• Ausgangstext:
Prof. Markus Schefer

Ist «Big Public Data» eine Chance oder eine Gefahr für die Gesellschaft? Was kann die Forschung mit den vom Staat erfassten Daten machen? Wann beginnt die informationelle Selbstbestimmung des Einzelnen zu leiden? Zwei Meinungen zum Umgang mit Daten der öffentlichen Verwaltung.

Prof. Markus Schefer. (Illustration: Studio Nippoldt)
Markus Schefer ist Professor für Staats- und Verwaltungsrecht.

Das Grundrecht auf informationelle Selbstbestimmung garantiert jedem Menschen, selber darüber bestimmen zu können, wem er welche persönlichen Angaben offenbart. Dies gilt insbesondere gegenüber dem Staat. Dieser darf persönliche Daten von Menschen nur unter sehr restriktiven Voraussetzungen sammeln, bearbeiten oder weitergeben. Damit gewährleistet das Grundrecht dem Einzelnen die Möglichkeit, selber über jene Identität zu bestimmen, mit welcher er in der öffentlichen Auseinandersetzung wahrgenommen werden will. Meine öffentliche Person soll Ausdruck meiner Autonomie sein.

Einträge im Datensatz

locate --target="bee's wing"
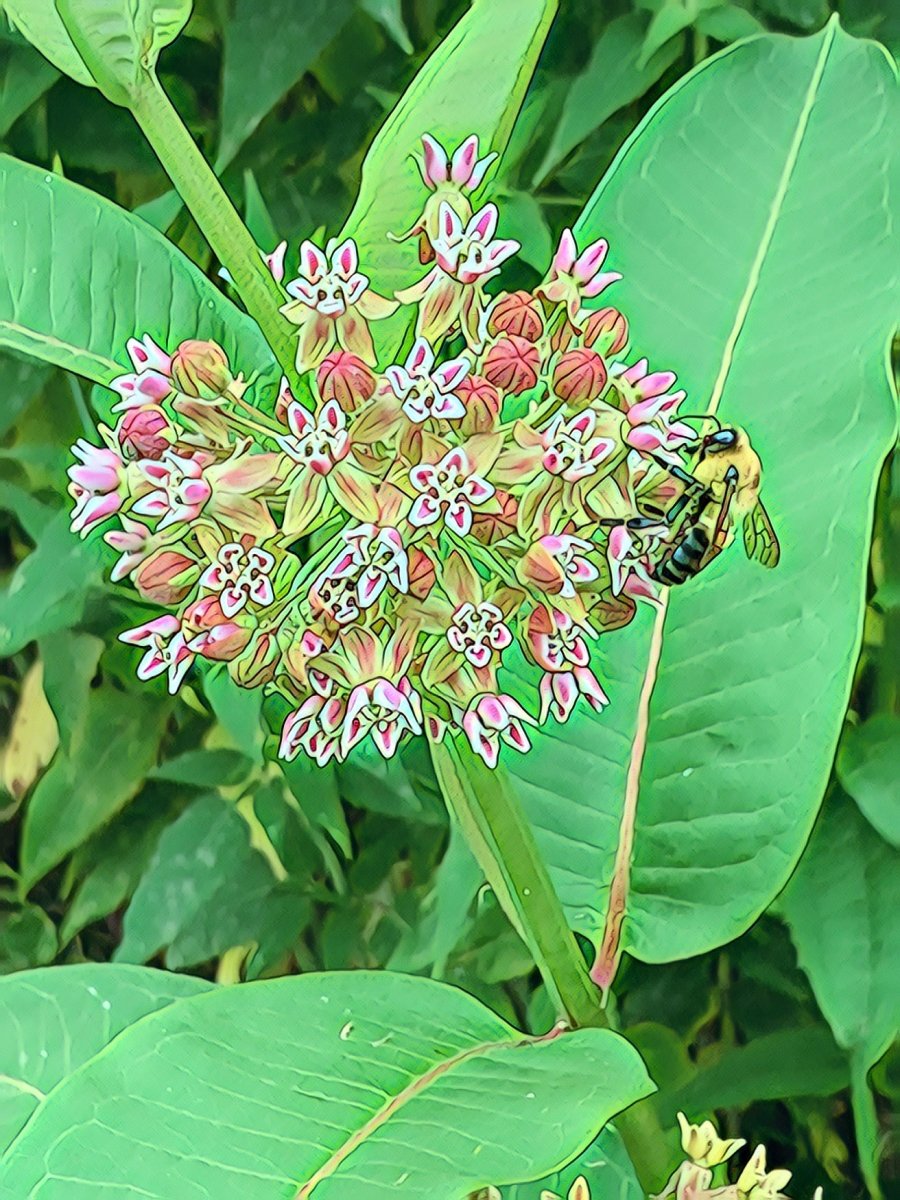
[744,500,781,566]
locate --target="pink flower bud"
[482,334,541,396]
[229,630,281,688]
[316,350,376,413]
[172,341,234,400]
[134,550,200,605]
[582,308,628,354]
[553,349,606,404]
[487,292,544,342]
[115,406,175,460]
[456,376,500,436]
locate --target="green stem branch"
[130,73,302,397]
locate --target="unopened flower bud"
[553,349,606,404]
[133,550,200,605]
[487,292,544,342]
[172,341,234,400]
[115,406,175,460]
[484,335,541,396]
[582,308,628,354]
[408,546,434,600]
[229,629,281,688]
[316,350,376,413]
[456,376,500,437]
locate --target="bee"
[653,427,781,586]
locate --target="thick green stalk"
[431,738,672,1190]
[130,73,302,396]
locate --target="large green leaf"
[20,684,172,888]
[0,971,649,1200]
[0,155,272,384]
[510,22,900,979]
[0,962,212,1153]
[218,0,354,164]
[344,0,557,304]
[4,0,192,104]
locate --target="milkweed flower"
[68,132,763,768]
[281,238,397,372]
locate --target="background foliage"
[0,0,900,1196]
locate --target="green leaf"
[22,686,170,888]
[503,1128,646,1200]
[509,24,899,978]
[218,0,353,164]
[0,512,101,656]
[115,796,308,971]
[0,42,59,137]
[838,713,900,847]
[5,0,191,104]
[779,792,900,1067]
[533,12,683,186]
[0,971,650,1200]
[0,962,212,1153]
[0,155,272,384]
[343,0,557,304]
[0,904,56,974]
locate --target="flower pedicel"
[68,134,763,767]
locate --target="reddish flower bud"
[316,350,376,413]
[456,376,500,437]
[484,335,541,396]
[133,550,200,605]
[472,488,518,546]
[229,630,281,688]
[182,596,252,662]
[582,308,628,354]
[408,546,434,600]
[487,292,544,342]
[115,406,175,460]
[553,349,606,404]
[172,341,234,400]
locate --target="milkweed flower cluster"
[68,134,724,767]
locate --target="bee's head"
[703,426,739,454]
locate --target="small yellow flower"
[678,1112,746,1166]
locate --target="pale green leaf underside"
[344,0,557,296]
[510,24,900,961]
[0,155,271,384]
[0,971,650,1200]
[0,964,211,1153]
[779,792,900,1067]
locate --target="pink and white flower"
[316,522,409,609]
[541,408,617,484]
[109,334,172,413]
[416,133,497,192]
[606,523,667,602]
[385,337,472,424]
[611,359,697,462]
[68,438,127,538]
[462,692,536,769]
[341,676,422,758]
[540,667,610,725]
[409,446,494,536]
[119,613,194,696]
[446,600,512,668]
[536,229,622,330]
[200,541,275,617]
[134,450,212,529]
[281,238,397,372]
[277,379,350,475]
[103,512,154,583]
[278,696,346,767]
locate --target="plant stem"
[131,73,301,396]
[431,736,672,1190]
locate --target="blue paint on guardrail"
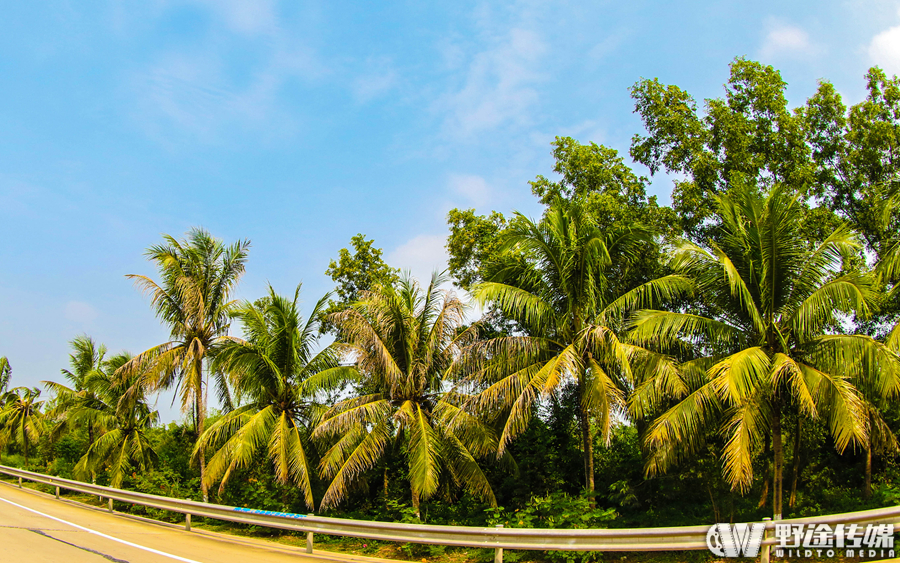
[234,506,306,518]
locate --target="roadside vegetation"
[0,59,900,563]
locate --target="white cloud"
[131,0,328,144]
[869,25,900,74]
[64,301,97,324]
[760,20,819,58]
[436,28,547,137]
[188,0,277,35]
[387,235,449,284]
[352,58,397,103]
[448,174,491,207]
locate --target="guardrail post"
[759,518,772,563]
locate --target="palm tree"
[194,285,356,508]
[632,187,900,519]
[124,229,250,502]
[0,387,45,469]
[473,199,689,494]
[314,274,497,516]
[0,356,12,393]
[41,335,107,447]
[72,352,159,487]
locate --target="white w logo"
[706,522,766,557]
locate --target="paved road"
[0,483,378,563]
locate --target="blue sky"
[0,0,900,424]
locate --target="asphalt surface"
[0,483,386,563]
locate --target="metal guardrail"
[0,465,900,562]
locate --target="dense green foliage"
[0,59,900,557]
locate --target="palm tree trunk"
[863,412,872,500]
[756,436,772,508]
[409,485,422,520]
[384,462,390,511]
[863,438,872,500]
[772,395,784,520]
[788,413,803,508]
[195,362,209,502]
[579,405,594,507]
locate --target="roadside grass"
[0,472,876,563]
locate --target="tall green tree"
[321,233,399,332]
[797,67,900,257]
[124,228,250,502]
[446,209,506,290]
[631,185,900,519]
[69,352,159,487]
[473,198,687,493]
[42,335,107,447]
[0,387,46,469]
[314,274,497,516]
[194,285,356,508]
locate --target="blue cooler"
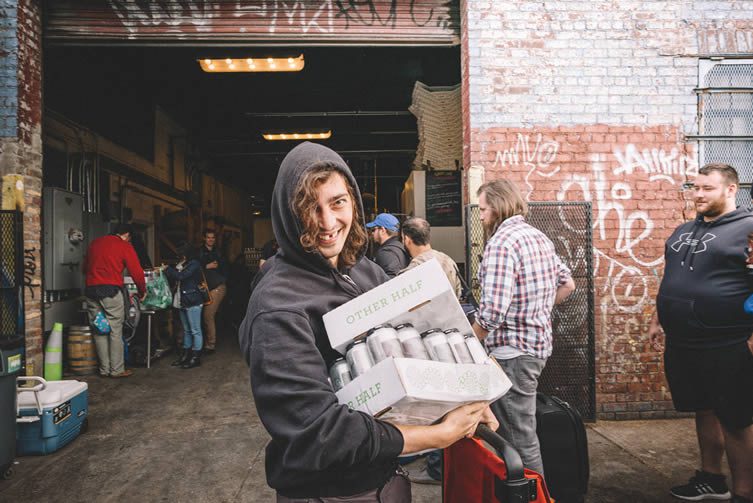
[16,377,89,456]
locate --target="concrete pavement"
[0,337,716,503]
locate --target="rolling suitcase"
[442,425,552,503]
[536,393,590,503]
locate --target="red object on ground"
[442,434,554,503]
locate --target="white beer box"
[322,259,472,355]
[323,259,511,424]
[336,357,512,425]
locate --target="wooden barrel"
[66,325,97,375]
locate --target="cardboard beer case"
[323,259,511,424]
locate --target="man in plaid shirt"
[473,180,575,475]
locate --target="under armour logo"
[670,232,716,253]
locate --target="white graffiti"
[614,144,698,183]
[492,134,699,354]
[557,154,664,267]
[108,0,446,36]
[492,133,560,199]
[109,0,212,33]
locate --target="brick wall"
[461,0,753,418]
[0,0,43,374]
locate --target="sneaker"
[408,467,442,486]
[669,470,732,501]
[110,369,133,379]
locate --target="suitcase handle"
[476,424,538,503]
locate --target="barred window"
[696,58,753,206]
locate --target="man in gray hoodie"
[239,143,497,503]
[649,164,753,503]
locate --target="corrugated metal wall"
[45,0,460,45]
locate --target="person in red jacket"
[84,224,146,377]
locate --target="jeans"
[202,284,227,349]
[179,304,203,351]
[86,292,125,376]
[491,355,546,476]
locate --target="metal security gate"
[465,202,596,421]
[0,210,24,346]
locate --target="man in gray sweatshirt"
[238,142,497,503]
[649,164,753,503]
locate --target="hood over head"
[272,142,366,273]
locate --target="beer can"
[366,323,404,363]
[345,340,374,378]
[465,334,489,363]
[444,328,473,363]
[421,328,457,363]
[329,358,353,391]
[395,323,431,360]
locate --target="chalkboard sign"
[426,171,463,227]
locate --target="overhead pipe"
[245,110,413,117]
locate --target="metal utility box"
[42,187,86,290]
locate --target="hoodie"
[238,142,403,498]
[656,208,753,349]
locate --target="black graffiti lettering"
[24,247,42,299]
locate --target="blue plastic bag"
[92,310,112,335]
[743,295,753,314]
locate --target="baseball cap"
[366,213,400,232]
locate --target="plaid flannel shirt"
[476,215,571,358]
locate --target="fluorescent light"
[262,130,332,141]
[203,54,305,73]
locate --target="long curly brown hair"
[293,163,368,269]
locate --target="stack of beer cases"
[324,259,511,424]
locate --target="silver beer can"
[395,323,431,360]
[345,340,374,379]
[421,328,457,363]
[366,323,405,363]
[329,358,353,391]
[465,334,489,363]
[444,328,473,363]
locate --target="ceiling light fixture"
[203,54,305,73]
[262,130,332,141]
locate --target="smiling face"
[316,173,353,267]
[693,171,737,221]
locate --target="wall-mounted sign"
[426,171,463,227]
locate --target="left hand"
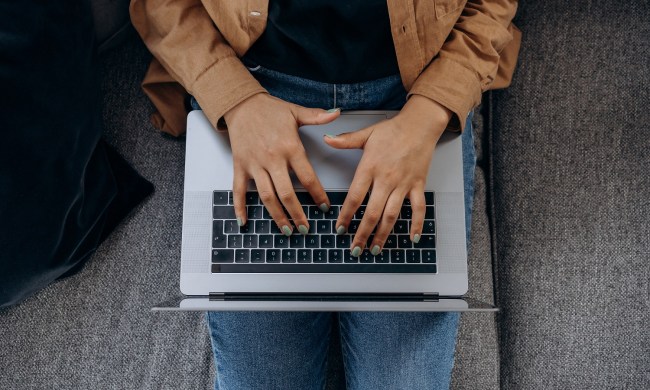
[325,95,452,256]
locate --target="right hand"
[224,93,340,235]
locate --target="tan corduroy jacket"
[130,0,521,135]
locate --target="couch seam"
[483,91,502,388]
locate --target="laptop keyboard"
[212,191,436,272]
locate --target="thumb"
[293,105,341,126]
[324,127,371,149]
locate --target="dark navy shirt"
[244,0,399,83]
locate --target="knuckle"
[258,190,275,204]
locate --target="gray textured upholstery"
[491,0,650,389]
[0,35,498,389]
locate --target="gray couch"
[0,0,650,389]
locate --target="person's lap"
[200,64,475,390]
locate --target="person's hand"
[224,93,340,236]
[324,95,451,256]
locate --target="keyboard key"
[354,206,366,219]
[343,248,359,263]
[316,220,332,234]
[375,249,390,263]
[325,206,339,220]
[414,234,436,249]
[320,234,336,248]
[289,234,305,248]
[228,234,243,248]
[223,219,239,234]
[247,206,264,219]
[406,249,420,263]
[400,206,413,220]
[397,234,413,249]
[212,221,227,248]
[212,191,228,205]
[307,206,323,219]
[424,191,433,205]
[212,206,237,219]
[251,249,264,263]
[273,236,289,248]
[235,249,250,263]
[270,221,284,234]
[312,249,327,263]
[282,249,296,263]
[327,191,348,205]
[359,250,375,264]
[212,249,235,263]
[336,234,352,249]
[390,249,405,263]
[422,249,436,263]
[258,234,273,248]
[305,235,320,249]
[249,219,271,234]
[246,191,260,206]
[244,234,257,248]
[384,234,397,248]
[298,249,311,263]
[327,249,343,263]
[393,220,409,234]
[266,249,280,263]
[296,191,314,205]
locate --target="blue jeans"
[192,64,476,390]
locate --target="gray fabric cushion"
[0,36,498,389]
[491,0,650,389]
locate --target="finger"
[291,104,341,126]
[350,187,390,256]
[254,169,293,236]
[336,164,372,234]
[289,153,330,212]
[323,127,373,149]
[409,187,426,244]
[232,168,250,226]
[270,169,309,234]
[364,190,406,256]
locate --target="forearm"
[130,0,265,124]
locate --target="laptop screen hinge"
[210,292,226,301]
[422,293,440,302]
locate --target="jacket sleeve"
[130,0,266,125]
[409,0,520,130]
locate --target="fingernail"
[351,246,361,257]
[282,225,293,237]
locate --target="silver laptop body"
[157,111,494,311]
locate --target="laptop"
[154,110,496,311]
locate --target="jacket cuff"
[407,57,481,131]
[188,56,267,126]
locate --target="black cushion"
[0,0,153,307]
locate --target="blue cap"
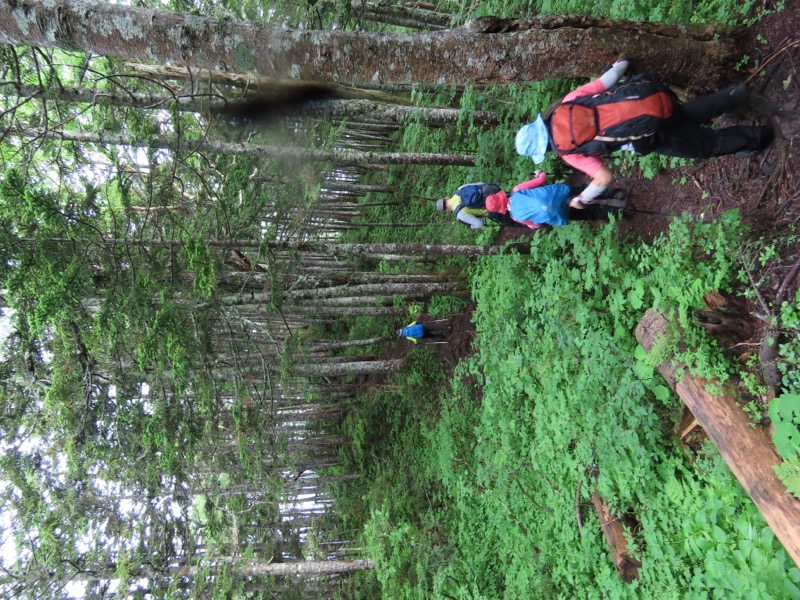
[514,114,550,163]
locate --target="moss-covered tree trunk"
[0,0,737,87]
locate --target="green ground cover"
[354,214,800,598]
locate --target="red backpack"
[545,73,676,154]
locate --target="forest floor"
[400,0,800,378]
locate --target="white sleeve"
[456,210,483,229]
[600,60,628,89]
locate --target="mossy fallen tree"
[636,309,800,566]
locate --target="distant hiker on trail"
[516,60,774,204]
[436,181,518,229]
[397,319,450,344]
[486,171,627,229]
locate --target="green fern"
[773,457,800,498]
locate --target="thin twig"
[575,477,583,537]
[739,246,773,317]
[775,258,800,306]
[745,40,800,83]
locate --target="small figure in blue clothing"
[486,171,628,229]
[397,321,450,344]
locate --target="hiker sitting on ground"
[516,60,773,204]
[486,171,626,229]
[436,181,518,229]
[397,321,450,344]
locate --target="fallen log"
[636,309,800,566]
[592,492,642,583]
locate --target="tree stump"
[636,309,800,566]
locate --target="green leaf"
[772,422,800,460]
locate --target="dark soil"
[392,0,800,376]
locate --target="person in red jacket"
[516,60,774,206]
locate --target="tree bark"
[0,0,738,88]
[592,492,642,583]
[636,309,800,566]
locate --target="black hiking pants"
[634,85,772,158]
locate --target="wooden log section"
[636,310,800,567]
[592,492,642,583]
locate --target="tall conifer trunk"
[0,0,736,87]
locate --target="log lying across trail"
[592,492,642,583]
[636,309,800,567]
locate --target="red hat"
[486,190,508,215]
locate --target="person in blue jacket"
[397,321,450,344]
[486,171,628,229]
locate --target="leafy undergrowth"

• Arbeitsauftrag: Schreibe aus dem Ausgangstext alles von „Das Grundrecht auf“ bis hinunter zu „meiner Autonomie sein.“ wortgetreu ab.

• Musterlösung:
Das Grundrecht auf informationelle Selbstbestimmung garantiert jedem Menschen, selber darüber bestimmen zu können, wem er welche persönlichen Angaben offenbart. Dies gilt insbesondere gegenüber dem Staat. Dieser darf persönliche Daten von Menschen nur unter sehr restriktiven Voraussetzungen sammeln, bearbeiten oder weitergeben. Damit gewährleistet das Grundrecht dem Einzelnen die Möglichkeit, selber über jene Identität zu bestimmen, mit welcher er in der öffentlichen Auseinandersetzung wahrgenommen werden will. Meine öffentliche Person soll Ausdruck meiner Autonomie sein.